» Page excerpt:
───

Coming Back Home
Port Angeles, Washington. Combed green by the winds of the Straights of Juan de Fuca and sheltered by the towering Olympic mountain range, it can arguably be considered one of the most beautiful places in the Pacific Northwest. People travel from around the world to experience the vast views of Hurricane Ridge in bloom or snow, to dive deep into the quiet hanging moss of one of the last temperate rainforests still in existence, to meander farther west down the winding highway and to Lake Crescent, a glacial carved crevice where the water is so blue even the fish find it remarkable.
None of those reasons are why I moved back. Not for seafood food served fresh with brine, not for the coffee shops on every corner, not for the cute bricked pathways installed in the downtown shopping areas, and not for the uncanny number of birds to be heard in every season.

───

» Collected data:
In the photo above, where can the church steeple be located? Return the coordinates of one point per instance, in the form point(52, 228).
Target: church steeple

───

» Problems to solve:
1 – In the Port Angeles piece, which mountain range shelters the town?
2 – Carry the Port Angeles piece forward from its final sentence.
The listing has nothing to do with the Port Angeles piece.

» Final results:
1 – The Olympic mountain range.

2 –
Recently, in May of 2023, the Hurricane Ridge Lodge burned down in a roiling fire still able to consume everything despite the damp spring atmosphere. The cause of the fire is still unknown. The only information released detailed that during renovations to update the building built in the 1950s, a ranger crested the hill one morning and saw the structure choked out in flames and smoke. Little could be done to stop the fire once it had taken hold. I imagine the ravens chortling as they avoided the smoke, swirling upwards as the heat billowed under their wings.
On one of my visits to see my mother, a long-time townie of the area, she gave me the disappointing news. It felt like the end of an era, a setback from the plans always built on the idea that the foundation of the visitor’s center would be there. Ideas of lodging to stay immersed in the views of a unique mountaintop ecosystem, a funicular railway or cable car system to take passengers up and down the mountain to bypass the need for more parking at the top. Multimillion-dollar expenditures that seem now ridiculous that there wasn't even a flush toilet for miles.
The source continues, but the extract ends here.